▸ **SET TASK**
Count the lines in the items that contain the string "jeans", treating uppercase and lowercase as different, and reply with only the number.

— start of SUPPLIED RECORDS —

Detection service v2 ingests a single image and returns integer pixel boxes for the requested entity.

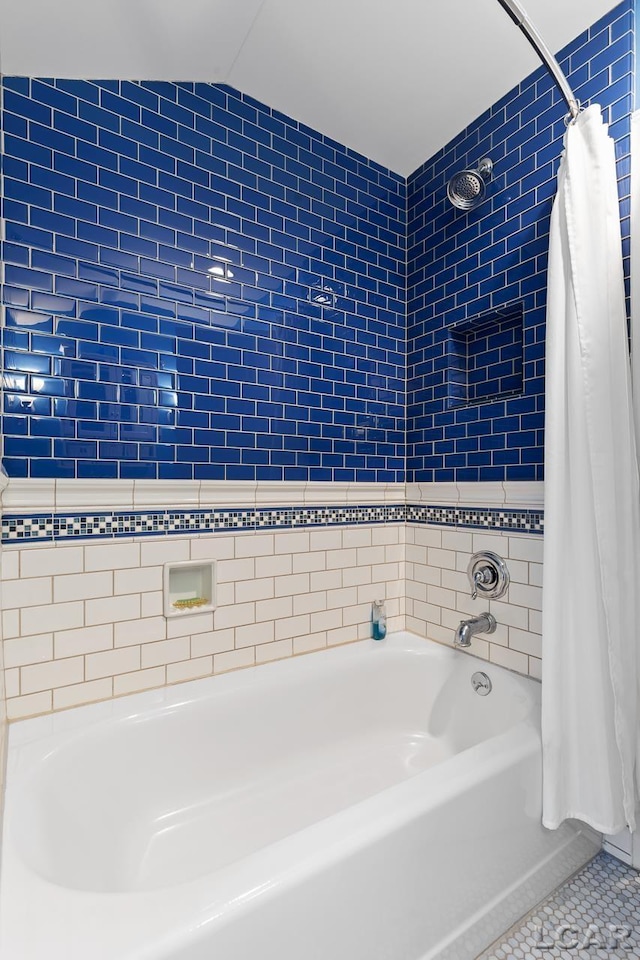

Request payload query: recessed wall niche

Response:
[447,303,524,410]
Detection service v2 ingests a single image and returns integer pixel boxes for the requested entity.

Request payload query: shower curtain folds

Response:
[542,104,640,834]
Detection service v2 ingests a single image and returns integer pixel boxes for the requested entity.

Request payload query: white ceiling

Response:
[0,0,616,175]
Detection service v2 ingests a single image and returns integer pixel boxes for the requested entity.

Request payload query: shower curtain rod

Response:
[498,0,580,120]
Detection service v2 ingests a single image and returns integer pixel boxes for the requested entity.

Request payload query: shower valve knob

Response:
[471,567,497,600]
[467,550,509,600]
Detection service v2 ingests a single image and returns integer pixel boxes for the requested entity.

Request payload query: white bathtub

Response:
[0,633,597,960]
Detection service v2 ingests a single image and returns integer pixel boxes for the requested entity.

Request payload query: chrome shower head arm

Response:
[498,0,580,119]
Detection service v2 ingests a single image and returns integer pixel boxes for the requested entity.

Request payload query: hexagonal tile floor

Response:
[478,853,640,960]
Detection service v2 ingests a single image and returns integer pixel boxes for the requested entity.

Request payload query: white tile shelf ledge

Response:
[2,478,544,513]
[2,480,544,544]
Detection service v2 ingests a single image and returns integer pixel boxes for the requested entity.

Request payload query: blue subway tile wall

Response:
[2,77,407,481]
[407,0,634,482]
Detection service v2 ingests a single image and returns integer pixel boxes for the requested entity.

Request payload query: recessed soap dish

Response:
[163,560,216,617]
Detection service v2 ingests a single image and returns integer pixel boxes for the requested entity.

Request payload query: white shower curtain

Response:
[542,105,640,834]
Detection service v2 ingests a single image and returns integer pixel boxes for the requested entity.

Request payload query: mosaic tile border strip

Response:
[406,504,544,533]
[2,504,544,544]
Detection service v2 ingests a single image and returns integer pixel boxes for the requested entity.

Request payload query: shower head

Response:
[447,157,493,210]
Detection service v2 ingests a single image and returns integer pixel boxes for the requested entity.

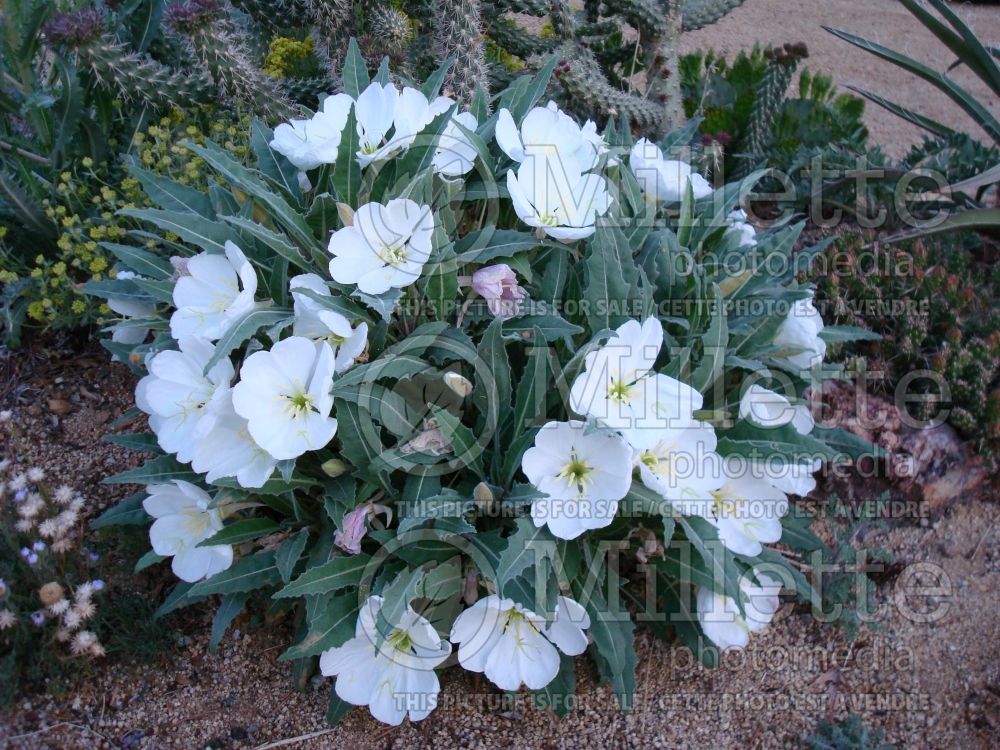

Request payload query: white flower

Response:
[495,102,607,173]
[135,336,234,463]
[570,318,703,449]
[711,460,788,557]
[722,208,757,247]
[288,273,368,372]
[319,596,451,725]
[271,94,354,170]
[329,198,434,295]
[191,391,278,494]
[233,336,337,460]
[507,157,612,241]
[143,479,233,584]
[450,596,590,690]
[354,83,399,167]
[521,421,632,539]
[629,138,713,203]
[740,383,816,435]
[635,421,724,516]
[774,293,826,370]
[170,241,257,341]
[697,573,781,651]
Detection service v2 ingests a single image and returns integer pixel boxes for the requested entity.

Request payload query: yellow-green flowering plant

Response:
[86,45,873,724]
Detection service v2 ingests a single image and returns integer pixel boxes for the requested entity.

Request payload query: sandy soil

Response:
[681,0,1000,157]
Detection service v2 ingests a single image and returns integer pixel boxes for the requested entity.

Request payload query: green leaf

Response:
[222,216,316,273]
[274,529,309,583]
[819,326,884,344]
[278,593,358,661]
[250,117,302,203]
[583,232,629,334]
[343,37,371,99]
[496,516,556,595]
[132,550,167,573]
[577,585,638,711]
[273,553,371,599]
[781,509,826,552]
[455,231,552,263]
[205,308,292,373]
[184,141,325,258]
[208,591,250,654]
[90,492,150,529]
[472,318,511,448]
[333,103,361,208]
[101,456,200,484]
[420,58,454,101]
[99,242,173,281]
[691,284,729,393]
[153,581,205,620]
[126,162,215,219]
[677,516,742,610]
[191,550,281,596]
[196,518,278,547]
[431,406,484,478]
[117,208,236,253]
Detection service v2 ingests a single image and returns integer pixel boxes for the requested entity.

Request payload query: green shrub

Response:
[0,110,250,341]
[817,233,1000,453]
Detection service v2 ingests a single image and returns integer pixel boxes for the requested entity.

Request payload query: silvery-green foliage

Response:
[90,44,873,718]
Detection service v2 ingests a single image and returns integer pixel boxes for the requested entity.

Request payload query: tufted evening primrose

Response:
[319,596,451,726]
[328,198,434,294]
[88,44,884,725]
[142,479,233,583]
[450,596,590,690]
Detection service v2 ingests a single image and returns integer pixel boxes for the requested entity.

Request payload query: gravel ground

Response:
[681,0,1000,157]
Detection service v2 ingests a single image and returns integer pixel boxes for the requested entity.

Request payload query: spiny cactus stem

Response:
[639,0,684,136]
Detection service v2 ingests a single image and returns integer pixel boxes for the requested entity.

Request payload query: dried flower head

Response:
[166,0,220,31]
[42,8,104,48]
[38,581,64,607]
[70,630,97,654]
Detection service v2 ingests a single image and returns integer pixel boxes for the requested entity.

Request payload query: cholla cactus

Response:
[43,8,214,108]
[737,44,809,176]
[478,0,743,133]
[436,0,488,102]
[167,0,295,120]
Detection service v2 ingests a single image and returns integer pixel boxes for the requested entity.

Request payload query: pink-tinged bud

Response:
[170,255,191,279]
[472,263,528,318]
[333,503,392,555]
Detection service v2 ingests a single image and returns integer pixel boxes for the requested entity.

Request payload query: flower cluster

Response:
[0,432,104,657]
[94,53,872,724]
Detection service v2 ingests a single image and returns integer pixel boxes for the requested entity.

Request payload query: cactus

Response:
[476,0,743,134]
[735,44,809,178]
[436,0,488,102]
[77,36,215,109]
[168,0,296,121]
[682,0,743,31]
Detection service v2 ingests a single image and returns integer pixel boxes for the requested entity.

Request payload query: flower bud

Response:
[441,372,473,398]
[337,203,354,227]
[38,581,63,607]
[320,458,348,479]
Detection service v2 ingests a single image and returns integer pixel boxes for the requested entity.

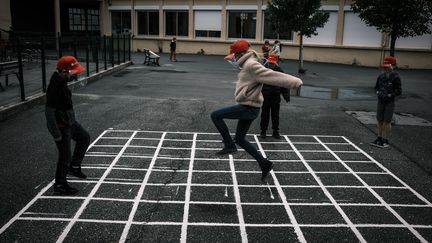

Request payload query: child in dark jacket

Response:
[45,56,90,195]
[260,53,290,139]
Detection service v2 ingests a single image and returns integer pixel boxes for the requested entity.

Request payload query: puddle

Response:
[293,85,376,100]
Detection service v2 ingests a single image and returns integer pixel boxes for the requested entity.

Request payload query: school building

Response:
[0,0,432,69]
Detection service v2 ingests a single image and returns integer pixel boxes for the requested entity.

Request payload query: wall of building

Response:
[0,0,12,39]
[102,0,432,69]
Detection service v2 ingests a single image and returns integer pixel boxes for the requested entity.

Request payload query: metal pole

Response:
[57,32,63,58]
[103,35,107,70]
[117,35,120,64]
[86,35,90,77]
[41,36,46,93]
[17,38,25,101]
[123,34,126,62]
[73,35,78,59]
[94,36,100,73]
[110,35,114,67]
[128,34,132,61]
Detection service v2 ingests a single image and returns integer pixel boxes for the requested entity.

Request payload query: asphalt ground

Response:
[0,52,432,242]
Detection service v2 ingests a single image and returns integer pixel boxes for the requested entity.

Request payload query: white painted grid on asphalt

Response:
[0,129,432,242]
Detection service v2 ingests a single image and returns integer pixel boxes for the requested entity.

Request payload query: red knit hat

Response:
[267,53,278,63]
[57,56,85,74]
[382,56,396,67]
[224,40,250,60]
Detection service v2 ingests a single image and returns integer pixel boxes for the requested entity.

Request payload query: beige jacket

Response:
[234,51,303,107]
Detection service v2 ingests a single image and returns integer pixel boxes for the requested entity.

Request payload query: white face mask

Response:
[227,56,241,70]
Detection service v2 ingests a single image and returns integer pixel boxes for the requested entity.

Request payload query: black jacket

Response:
[261,65,290,102]
[45,72,75,138]
[375,72,402,103]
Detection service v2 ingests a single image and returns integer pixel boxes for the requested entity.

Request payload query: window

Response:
[165,11,189,36]
[228,11,256,39]
[263,13,293,40]
[69,8,100,31]
[195,11,221,38]
[111,11,131,34]
[304,12,338,45]
[138,11,159,35]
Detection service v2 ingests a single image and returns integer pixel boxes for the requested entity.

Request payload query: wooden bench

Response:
[144,49,160,66]
[0,61,20,91]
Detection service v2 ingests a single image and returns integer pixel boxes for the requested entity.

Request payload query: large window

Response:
[165,11,189,36]
[263,13,293,40]
[69,8,100,31]
[111,11,131,34]
[138,11,159,35]
[228,11,256,39]
[195,11,221,37]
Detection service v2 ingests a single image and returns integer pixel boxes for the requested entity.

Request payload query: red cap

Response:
[382,56,396,67]
[267,53,278,63]
[224,40,250,59]
[57,56,85,74]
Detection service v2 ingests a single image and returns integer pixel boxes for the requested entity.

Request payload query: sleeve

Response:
[45,106,61,138]
[245,61,303,88]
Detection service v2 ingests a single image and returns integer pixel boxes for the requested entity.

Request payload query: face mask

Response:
[227,56,241,70]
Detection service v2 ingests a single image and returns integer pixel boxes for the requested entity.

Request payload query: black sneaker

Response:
[381,139,390,148]
[68,167,87,179]
[272,130,280,139]
[261,159,273,182]
[54,183,78,195]
[216,147,237,155]
[370,137,382,148]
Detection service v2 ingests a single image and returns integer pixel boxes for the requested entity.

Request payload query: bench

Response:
[144,49,160,66]
[0,61,20,91]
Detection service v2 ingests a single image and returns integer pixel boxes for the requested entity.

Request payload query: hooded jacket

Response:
[45,72,75,138]
[234,51,303,108]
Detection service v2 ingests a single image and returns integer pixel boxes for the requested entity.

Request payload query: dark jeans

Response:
[210,105,264,168]
[55,122,90,184]
[260,98,280,131]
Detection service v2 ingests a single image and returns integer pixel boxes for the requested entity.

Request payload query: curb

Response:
[0,61,133,122]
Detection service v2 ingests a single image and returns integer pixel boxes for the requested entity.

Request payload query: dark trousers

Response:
[260,98,281,131]
[210,105,264,168]
[55,122,90,184]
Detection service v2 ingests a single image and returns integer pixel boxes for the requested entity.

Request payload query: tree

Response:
[267,0,329,73]
[351,0,432,56]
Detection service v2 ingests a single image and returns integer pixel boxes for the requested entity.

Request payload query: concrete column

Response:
[54,0,61,33]
[336,0,345,46]
[255,0,264,41]
[188,0,194,39]
[221,0,228,40]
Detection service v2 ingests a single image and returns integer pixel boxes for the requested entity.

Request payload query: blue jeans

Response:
[210,105,264,167]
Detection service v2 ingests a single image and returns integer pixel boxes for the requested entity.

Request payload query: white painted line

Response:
[229,154,248,243]
[314,137,427,243]
[180,133,197,243]
[57,132,137,243]
[284,136,366,242]
[119,132,166,243]
[342,137,432,206]
[0,180,54,235]
[254,135,306,243]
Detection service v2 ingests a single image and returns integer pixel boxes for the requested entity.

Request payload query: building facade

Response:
[101,0,432,69]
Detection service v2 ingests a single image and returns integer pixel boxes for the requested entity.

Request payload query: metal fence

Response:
[0,32,131,106]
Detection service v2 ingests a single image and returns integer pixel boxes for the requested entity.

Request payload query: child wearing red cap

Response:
[211,40,303,181]
[371,56,402,148]
[260,53,290,139]
[45,56,90,195]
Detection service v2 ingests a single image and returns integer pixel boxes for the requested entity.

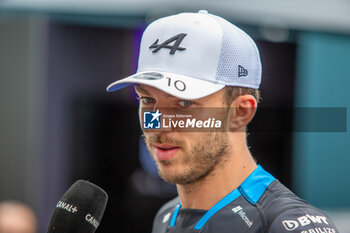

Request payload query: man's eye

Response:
[139,97,155,104]
[179,100,193,107]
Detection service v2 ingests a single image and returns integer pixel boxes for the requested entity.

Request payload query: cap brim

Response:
[107,71,225,100]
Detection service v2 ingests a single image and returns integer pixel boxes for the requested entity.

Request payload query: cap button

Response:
[198,10,208,14]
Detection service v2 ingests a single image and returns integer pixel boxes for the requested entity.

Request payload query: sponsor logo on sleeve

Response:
[282,214,329,233]
[232,206,253,228]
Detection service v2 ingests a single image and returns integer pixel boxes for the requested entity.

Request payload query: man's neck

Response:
[177,149,257,210]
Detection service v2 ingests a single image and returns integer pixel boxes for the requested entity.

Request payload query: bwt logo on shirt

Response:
[282,214,329,231]
[143,110,162,129]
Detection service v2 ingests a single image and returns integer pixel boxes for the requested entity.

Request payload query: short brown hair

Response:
[224,86,261,105]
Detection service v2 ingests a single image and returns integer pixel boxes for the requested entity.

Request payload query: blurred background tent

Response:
[0,0,350,233]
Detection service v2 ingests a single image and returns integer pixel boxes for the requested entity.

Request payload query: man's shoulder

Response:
[257,180,338,233]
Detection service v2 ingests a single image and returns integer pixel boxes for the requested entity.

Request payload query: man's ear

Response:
[228,95,257,131]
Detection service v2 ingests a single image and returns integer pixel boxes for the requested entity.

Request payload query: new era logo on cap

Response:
[107,11,261,99]
[238,65,248,77]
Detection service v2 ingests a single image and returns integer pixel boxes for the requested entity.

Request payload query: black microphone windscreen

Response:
[47,180,108,233]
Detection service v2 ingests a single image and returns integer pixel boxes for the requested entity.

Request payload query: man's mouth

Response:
[153,144,180,160]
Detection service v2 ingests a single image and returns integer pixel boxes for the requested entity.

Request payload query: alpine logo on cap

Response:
[149,33,187,54]
[238,65,248,77]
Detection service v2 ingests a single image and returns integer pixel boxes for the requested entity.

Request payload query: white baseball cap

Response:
[107,10,261,99]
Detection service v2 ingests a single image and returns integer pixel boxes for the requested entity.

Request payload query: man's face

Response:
[135,85,230,184]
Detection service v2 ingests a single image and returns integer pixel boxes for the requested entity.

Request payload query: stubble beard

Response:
[144,132,230,185]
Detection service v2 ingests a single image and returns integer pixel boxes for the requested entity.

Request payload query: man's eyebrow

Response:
[135,85,149,95]
[135,84,180,99]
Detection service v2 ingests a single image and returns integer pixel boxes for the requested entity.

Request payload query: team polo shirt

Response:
[152,165,339,233]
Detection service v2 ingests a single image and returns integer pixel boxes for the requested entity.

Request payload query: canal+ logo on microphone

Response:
[143,110,162,129]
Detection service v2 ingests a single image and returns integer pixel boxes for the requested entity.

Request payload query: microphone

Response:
[47,180,108,233]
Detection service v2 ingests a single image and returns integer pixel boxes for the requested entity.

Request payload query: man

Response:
[107,10,338,233]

— end of SUPPLIED RECORDS —

▸ **ANSWER**
2